#### [Questions d'étude]
(a) Reformulez plus brièvement le paragraphe de l'extrait sur les solidarités narcissiques archaïques qui commence par « La réponse appelée par la question ». Conservez ses idées principales.
(b) Indiquez si chacune des affirmations suivantes concorde avec l'extrait sur les solidarités narcissiques archaïques. Répondez par oui ou par non, en citant textuellement les mots décisifs. (i) Freud est présenté comme ayant sans doute été le premier à comprendre ce point. (ii) L'individuation y est décrite comme un processus aisé et toujours mené à son terme. (iii) L'expression « illusion groupale » y est attribuée à Freud.
(c) Prolongez l'extrait sur les solidarités narcissiques archaïques à partir de sa dernière phrase.

#### [Passage extrait]
*****
La réponse appelée par la question qui est ainsi soulevée,
semble bien pouvoir s'énoncer dans les termes suivants : les êtres humains
tiennent ensemble spontanément par les formations les plus archaïques et les
moins différenciées de leur psychisme7, qui perpétuent ou reproduisent
l'héritage des condensations et solidarités narcissiques primaires fondées
sur d'étroites interactions d'identification projective, que le bébé a vécues dès
sa naissance et même avant. Et ce que nous appelons l' "individuation",
toujours difficile, progressive et vouée à rester en partie inachevée,
consiste quelque valeur éthique et thérapeutique qu'on accorde à cette
notion dans un travail interne de séparation et de différenciation
psychique ; imposé par le Moi conscient, sous la pression de la réalité, à
ces formations obscures, profondes, qui abrasent et nient les différences,
et dont les croyances et idéaux collectifs recueillent habituellement, chez
l'adulte, les inévitables restes infantiles, ainsi mis en commun.
Les
solidarités identitaires narcissiques archaïques vécues par les divers individus
d'un groupe forment, en quelque façon, le ciment intrapsychique des
socialités interindividuelles. Et ce sont elles, bien entendu, qu'utilisent
les collectivités humaines et ceux qui les dirigent pour fonder et rendre
impérieuses les idéologies, croyances et pratiques de tous ordres qui
définissent la communauté sociale. C'est un point que Freud, le premier sans
doute, a parfaitement entendu. Dans ces conditions, on comprend que, plus la
part de tels liens archaïques, réinvestis sur des objectifs qualifiés de
communautaires, est grande dans le fonctionnement des pensées et des
conduites particulières de l'ensemble des individus d'un groupe, plus ces
individus sont d'emblée solidaires, sans autre réflexion, et se sentent
affectivement confortés dans leur sentiment d'identité de type fusionnel par
l'image homologue que leur rend en miroir le spectacle d'autrui. Il s'ensuit
qu'ils s'identifient au groupe (à 1' "Idéal du Moi" du groupe, porté par les
représentants qu'il s'est donnés (cf. Freud, 1921). Ils alors ont des
valeurs communes peu conflictuelles entre elles, simples - voire simplistes
- et constantes, transmises d'ailleurs de génération en génération, tant du
moins que prévaut chez la majorité cette organisation intrapsychique, et
étroitement étayées sur un autrui semblable, souhaité et supposé rassurant,
jamais défaillant et sans ambiguïté, dans le fantasme indifférencié et
omnipotent de l' "illusion groupale" (D. Anzieu).
*****
#### [Matériel fourni]
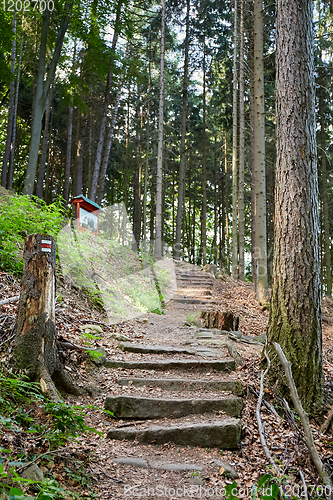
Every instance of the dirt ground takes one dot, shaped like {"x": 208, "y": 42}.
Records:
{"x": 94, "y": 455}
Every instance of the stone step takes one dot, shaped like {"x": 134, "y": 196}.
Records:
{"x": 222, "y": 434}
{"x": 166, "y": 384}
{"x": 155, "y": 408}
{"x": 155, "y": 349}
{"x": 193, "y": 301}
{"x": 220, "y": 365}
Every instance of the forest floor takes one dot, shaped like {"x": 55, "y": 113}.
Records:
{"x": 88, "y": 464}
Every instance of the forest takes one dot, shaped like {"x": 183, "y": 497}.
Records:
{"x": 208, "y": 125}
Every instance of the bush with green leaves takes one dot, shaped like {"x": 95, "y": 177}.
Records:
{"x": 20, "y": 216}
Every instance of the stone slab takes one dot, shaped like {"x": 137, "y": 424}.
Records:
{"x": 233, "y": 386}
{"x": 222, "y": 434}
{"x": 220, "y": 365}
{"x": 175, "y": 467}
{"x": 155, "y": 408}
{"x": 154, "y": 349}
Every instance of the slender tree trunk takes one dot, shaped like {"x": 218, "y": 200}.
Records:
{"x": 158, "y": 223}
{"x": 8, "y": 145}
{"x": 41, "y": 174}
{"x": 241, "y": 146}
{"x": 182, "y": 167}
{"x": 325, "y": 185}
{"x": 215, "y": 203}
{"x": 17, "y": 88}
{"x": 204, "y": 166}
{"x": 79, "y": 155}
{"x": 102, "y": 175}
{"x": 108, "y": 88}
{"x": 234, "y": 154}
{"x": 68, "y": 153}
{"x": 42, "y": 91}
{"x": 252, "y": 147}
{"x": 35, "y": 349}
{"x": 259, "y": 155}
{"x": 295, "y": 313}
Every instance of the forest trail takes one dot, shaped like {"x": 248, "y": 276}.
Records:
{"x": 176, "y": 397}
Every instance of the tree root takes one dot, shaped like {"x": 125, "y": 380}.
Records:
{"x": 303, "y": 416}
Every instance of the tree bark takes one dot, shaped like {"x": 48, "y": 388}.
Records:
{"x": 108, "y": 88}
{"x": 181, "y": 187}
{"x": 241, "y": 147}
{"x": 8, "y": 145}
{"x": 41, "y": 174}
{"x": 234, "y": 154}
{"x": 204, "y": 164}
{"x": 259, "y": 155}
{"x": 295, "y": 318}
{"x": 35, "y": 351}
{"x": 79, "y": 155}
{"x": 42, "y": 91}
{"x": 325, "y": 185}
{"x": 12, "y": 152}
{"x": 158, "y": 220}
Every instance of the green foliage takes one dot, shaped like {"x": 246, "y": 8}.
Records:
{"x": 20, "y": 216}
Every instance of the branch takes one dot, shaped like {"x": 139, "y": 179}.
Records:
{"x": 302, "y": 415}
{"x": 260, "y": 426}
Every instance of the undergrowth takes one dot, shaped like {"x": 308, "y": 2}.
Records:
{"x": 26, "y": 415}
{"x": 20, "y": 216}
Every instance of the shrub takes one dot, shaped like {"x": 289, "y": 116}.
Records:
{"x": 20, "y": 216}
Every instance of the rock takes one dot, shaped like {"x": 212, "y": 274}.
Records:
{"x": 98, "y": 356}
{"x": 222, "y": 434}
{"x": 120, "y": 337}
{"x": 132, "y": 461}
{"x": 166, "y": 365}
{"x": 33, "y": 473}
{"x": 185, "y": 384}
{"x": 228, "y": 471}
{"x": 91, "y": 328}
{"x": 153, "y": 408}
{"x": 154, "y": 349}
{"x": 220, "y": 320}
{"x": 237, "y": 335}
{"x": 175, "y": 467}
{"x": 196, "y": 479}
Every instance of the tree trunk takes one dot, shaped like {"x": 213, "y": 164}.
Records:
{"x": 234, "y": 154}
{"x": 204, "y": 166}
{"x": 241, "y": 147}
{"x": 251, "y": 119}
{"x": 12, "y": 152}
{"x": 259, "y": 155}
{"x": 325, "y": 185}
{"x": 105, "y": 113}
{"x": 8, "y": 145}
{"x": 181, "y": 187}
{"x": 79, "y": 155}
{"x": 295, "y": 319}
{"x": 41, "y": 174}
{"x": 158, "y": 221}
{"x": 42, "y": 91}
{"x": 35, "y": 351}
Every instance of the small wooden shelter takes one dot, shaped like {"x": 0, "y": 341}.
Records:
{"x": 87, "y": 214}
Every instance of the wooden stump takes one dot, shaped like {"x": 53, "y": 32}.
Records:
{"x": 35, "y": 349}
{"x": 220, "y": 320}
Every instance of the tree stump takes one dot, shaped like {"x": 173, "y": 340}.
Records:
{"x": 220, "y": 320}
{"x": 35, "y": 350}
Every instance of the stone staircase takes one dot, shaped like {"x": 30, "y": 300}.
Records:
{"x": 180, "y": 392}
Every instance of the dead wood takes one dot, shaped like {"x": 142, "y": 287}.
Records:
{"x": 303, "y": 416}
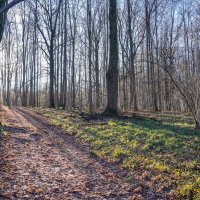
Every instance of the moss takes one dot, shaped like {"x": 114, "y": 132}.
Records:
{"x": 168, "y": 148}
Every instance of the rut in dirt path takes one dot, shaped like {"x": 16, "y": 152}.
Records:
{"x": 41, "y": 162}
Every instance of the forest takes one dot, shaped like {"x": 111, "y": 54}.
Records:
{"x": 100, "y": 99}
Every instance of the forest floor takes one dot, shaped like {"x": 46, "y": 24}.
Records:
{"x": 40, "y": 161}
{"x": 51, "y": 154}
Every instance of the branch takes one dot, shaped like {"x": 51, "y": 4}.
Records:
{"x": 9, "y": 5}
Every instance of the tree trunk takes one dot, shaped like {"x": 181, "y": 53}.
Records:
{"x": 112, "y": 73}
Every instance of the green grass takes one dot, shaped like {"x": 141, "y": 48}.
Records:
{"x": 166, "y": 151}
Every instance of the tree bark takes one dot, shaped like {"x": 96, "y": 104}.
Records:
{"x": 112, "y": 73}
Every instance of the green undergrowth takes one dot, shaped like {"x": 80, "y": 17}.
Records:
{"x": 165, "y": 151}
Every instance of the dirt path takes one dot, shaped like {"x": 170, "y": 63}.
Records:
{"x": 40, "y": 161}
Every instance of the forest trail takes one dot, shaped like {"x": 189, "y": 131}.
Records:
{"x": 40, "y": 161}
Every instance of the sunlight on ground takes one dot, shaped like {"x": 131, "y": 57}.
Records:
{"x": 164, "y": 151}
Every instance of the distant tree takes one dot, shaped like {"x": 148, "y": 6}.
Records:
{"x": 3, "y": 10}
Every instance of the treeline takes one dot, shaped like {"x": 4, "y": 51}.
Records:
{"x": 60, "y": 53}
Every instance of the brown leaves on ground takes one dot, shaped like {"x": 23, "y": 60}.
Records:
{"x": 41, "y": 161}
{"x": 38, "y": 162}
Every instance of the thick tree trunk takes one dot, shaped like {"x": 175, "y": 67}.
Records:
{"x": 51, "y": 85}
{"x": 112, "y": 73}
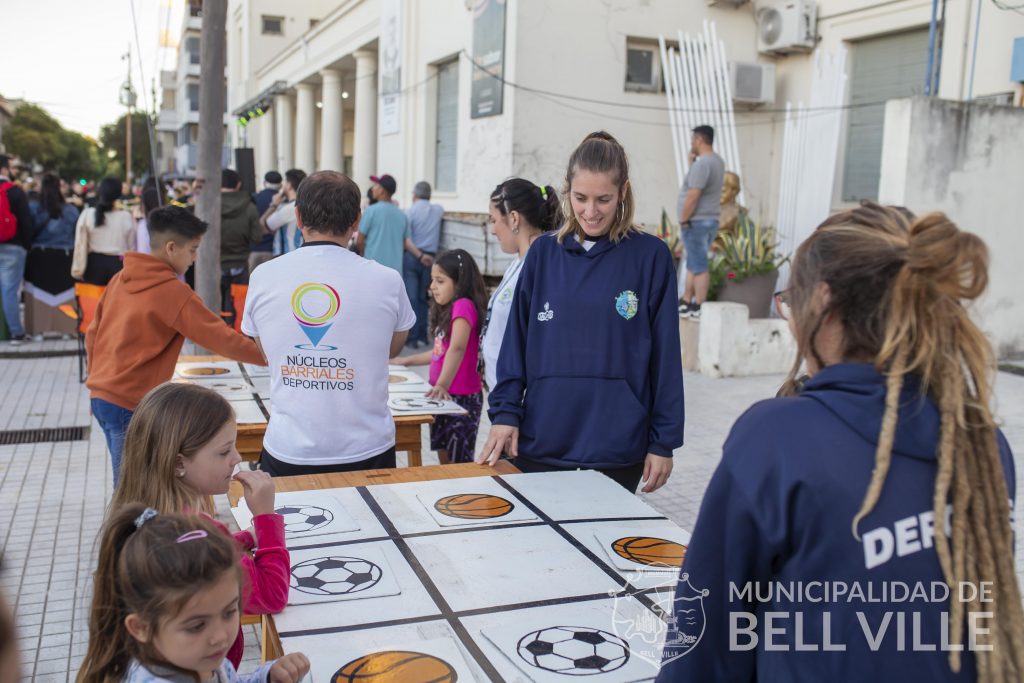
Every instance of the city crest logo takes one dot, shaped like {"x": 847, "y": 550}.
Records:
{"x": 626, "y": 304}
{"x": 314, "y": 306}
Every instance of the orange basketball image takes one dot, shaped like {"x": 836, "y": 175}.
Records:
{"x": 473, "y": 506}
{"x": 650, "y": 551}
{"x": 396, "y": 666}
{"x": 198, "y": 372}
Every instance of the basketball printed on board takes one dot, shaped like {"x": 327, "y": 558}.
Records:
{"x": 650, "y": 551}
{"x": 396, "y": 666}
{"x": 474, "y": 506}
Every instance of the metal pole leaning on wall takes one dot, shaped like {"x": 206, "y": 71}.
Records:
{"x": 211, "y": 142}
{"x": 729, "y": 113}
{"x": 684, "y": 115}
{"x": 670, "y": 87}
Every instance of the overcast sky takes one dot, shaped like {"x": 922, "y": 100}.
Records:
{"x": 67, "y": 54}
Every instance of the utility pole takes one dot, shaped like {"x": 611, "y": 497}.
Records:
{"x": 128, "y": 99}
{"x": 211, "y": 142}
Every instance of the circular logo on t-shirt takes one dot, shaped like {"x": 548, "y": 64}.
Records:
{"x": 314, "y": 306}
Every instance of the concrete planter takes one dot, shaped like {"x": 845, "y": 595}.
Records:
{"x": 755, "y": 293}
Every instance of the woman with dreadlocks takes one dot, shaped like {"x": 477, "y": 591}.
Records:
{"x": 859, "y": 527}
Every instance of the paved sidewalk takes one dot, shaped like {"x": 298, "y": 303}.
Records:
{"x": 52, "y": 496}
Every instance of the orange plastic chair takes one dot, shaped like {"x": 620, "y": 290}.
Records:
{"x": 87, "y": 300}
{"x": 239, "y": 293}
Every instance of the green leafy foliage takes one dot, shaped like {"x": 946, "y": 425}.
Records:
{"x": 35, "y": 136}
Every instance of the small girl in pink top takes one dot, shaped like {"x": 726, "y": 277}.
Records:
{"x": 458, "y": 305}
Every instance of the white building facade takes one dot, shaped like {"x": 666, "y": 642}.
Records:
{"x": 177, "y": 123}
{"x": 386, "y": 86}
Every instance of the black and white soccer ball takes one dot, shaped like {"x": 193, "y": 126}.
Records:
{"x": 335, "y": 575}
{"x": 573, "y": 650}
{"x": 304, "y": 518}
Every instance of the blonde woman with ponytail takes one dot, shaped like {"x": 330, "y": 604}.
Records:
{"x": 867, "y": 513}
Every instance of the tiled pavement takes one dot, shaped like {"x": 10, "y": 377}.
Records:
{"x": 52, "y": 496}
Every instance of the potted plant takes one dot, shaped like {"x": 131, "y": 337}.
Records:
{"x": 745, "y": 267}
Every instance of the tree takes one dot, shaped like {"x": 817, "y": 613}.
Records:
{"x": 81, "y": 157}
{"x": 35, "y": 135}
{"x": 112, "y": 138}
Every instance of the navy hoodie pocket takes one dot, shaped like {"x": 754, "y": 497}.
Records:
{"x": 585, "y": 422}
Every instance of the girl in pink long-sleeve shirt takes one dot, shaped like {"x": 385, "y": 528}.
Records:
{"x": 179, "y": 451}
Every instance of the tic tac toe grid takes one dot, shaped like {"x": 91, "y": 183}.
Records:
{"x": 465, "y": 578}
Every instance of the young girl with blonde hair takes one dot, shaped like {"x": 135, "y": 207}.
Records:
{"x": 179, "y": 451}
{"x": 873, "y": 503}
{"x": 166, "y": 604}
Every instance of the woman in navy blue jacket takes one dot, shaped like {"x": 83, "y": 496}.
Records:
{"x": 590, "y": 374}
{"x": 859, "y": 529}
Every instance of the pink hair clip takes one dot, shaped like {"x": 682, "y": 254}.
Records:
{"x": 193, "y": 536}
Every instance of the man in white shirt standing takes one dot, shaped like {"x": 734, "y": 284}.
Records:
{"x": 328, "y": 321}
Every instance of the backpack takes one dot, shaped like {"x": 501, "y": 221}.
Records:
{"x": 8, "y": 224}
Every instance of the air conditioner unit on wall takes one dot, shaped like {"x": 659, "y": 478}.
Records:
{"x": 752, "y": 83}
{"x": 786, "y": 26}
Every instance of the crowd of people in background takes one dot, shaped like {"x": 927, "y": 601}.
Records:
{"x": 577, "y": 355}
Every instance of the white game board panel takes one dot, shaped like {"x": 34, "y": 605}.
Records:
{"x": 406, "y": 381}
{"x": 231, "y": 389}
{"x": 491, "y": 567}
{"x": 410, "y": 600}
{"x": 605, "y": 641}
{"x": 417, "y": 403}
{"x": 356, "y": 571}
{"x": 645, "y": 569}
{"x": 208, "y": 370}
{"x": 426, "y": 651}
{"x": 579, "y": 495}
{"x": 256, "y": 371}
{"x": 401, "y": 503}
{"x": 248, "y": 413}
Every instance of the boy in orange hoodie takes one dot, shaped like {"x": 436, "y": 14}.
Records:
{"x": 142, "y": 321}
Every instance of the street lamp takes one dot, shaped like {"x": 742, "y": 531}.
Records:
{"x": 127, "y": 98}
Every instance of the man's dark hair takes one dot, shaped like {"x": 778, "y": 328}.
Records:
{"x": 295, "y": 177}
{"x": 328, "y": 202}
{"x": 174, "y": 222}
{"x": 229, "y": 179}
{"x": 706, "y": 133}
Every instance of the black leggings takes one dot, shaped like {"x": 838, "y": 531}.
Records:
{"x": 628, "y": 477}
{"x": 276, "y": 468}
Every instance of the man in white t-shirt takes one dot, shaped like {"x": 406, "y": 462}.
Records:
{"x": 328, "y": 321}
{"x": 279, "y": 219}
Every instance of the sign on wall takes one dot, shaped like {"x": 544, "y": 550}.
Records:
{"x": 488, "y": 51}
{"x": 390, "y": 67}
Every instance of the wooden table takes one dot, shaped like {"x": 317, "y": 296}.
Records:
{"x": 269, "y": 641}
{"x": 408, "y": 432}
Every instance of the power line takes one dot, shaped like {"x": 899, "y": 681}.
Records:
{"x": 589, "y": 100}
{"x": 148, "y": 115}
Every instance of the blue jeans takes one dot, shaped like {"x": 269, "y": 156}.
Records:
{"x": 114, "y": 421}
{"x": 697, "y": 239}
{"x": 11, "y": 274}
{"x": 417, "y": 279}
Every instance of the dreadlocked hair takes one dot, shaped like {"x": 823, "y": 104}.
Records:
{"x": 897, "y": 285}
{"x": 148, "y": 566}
*****
#### [Liste des réponses]
(a) Les êtres humains tiennent ensemble spontanément par les formations les plus archaïques et les moins différenciées de leur psychisme. Ces formations perpétuent l'héritage des solidarités narcissiques primaires, fondées sur l'identification projective, que le bébé a vécues dès sa naissance et même avant. L'individuation est difficile, progressive et reste en partie inachevée. Elle consiste en un travail interne de séparation et de différenciation psychique, imposé par le Moi conscient, sous la pression de la réalité, à ces formations profondes qui nient les différences. Chez l'adulte, les croyances et idéaux collectifs en recueillent habituellement les restes infantiles.

(b)
(i) Oui : « C'est un point que Freud, le premier sans doute, a parfaitement entendu. »
(ii) Non : « toujours difficile, progressive et vouée à rester en partie inachevée »
(iii) Non : « l' "illusion groupale" (D. Anzieu) »

(c)
Mais qu'une
dissociation entre le jugement individuel et le jugement "du groupe"
intervienne, s'accentue ou se généralise, la communauté est aussitôt obligée
de recourir à des moyens plus complexes pour conserver un contrôle suffisant
sur des sujets qui se personnalisent, s'affirment dans leur voie propre, et
peuvent s'opposer entre eux ou s'opposer au groupe. Ces moyens, faits de
contrainte et d'intimidation, ou alors utilisant des liens censitaires ou
contractuels plus précaires, favorisent évidemment jusqu'à un certain point
des angoisses, des culpabilités, des sentiments de persécution ou de
solitude, selon les cas. Fantasmes et affects maintiennent ainsi
défensivement une sorte de lien ombilical palliatif entre les individus et le
grand corps psychique "collectif" dont ils se perçoivent déjà trop séparés
Il y a en effet en chacun un vécu de désétayage ou de déliaison entre les
messages généraux qui viennent du dehors et les pensées et dispositions
particulières qui tendent à s'organiser sur le mode privé.
L'écart entre les
attentes dont sont porteurs les objets internes et l'idéal privé de l'individu,
et la réponse - désormais non idéalisable par lui - que lui fournit le monde
environnant devient mal supportable. Il y a un espace plus grand pour
l'incertitude, et le trouble. L'identité est désormais, nécessairement à
réinventer, soit dans le sens de la régression soit dans celui d'une
élaboration plus personnelle, mais plus aventureuse.
C'est ce type de transformation que produit sans nul doute
l'évolution individuante des hommes des temps modernes. Source
de perfectionnisme privé (et éventuellement, mais
secondairement, public, s'il reste modéré), un tel
devenir des hommes, en fait, détermine inévitablement une
manière d'oscillation plus ou moins synchrone des désirs
individuels entre deux pôles : celui du retour à la
sécurité des croyances unitaires et des identités
totalement partagées d'antan, menacées par la
montée des fantasmes paranoïdes-schizoïdes, et celui
d'une recherche d'individuation et d'égotisme forcené,
cherchant à exclure violemment, dans le Moi et au dehors, la
rémanence persécutoire, au fond du Soi, du besoin de
dépendance infantile, désormais sans issues compatibles
dans l'environnement. D'un côté, l'aspiration à une
restitution ou à un remplacement des idéologies
dépersonnifiantes, mais rassurantes et enveloppantes,
d'autrefois: de l'autre, le vertige et l'exaltation grandiose et
angoissée d'un Moi solitaire et anarchiste, à la
manière de Steiner sinon à celle de Nietzsche.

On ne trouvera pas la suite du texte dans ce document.